* Activity
Copy out each line from the material where the word "below" is found.

* Data to use
▬▬▬▬▬▬
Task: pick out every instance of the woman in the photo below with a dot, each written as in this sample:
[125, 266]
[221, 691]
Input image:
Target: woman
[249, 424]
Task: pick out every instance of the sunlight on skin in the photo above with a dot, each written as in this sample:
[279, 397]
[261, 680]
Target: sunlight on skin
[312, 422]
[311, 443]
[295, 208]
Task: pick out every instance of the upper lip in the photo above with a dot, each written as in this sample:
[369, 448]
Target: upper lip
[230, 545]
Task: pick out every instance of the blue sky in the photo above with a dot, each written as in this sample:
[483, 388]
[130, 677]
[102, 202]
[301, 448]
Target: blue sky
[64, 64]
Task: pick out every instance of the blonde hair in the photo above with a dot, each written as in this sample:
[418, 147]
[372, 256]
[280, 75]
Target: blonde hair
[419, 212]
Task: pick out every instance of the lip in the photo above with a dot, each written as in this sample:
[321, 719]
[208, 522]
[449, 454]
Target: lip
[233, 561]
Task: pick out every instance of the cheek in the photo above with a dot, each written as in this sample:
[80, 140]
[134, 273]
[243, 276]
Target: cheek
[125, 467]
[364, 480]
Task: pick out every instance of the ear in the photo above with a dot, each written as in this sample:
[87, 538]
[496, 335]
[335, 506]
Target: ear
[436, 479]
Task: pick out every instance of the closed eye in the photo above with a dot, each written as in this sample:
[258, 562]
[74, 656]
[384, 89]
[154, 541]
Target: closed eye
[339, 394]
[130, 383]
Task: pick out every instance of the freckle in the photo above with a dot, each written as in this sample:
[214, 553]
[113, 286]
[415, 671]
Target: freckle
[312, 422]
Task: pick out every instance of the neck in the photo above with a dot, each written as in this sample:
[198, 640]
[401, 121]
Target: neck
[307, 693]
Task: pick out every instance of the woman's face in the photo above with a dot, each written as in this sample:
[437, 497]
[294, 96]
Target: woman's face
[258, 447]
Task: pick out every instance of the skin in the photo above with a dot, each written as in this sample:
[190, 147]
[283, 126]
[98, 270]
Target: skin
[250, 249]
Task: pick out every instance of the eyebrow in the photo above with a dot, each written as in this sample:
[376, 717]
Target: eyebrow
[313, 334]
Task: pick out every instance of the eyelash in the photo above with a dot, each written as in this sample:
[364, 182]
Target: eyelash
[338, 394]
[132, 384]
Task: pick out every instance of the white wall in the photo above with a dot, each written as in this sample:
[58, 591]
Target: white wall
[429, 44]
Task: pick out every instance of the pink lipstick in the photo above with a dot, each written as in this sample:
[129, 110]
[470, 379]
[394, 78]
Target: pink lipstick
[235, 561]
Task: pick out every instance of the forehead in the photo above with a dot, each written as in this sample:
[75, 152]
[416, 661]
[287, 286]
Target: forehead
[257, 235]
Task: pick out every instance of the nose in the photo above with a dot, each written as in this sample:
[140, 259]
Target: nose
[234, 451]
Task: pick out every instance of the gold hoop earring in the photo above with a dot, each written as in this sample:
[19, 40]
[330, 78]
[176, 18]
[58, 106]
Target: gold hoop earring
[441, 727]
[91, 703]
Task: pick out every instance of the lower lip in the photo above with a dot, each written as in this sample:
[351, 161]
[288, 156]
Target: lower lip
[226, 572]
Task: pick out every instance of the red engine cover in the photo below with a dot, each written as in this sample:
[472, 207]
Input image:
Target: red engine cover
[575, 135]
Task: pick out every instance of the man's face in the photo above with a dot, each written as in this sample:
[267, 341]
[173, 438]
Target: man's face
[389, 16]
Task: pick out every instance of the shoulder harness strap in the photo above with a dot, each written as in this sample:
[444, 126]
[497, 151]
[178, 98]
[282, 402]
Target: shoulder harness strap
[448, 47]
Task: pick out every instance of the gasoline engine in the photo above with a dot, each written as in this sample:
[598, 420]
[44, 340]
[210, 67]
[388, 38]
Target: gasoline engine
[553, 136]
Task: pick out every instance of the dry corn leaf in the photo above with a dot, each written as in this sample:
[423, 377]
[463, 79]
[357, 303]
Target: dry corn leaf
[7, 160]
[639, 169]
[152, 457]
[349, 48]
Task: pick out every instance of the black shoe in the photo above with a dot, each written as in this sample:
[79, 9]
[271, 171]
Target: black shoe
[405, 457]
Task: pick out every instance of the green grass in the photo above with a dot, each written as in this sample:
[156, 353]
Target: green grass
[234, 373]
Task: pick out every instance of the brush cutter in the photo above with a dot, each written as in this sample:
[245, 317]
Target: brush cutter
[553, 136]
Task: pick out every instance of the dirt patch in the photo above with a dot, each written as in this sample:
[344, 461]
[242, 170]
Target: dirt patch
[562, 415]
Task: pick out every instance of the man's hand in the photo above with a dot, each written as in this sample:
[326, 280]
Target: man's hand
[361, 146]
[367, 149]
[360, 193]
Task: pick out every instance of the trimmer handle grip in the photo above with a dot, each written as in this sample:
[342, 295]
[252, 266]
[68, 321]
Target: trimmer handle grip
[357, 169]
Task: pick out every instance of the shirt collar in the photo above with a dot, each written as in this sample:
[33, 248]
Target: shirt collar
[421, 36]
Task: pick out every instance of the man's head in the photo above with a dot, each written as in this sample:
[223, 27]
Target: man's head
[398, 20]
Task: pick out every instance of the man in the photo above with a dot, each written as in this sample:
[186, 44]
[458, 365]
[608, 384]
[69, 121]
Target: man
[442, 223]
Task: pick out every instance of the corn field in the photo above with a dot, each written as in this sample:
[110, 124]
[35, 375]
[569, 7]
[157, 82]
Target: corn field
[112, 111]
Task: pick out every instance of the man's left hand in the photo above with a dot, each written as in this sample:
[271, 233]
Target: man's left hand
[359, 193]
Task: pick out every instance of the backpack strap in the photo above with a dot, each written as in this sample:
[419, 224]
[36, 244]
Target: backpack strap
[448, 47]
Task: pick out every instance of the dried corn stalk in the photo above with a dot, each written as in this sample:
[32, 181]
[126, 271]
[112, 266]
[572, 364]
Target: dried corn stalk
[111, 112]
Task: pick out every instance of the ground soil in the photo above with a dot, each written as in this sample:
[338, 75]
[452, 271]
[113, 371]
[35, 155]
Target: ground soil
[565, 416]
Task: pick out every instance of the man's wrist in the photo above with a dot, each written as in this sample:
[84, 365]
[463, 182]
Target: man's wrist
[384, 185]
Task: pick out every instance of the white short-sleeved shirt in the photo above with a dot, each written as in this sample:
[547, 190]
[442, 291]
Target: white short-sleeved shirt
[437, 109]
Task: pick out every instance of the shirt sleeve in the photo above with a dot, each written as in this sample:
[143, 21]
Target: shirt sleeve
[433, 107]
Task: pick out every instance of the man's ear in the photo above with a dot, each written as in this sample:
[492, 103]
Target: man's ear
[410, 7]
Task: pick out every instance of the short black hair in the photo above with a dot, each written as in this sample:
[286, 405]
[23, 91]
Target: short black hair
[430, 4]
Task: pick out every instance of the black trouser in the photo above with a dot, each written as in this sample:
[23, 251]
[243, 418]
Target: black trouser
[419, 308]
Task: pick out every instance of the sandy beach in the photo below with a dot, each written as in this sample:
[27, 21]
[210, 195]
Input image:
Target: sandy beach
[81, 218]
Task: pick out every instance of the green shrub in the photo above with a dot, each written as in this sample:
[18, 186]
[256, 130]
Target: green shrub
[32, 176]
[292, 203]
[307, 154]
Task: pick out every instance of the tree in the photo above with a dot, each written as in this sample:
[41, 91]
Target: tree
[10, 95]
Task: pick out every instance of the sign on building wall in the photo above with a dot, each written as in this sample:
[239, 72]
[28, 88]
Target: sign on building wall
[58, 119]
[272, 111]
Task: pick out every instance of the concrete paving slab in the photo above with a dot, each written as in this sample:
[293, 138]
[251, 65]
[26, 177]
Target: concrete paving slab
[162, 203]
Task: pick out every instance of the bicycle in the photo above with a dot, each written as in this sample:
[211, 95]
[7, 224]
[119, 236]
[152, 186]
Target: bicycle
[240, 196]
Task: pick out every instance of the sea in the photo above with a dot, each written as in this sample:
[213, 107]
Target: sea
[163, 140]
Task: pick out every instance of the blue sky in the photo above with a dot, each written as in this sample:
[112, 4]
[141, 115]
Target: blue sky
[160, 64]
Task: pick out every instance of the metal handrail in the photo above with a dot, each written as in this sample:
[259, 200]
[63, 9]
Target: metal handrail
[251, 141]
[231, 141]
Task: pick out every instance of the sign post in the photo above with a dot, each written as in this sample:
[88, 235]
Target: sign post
▬▬▬▬▬▬
* Written reply
Task: pick out every instance of the woman in the photo below with a dot, each written as in this sample:
Task: pick out every instance of the red engine cover in the photo below with a dot, each written as in this sample:
Task: pick out every instance of the sandy beach in the photo below with a dot, each written as in this sample:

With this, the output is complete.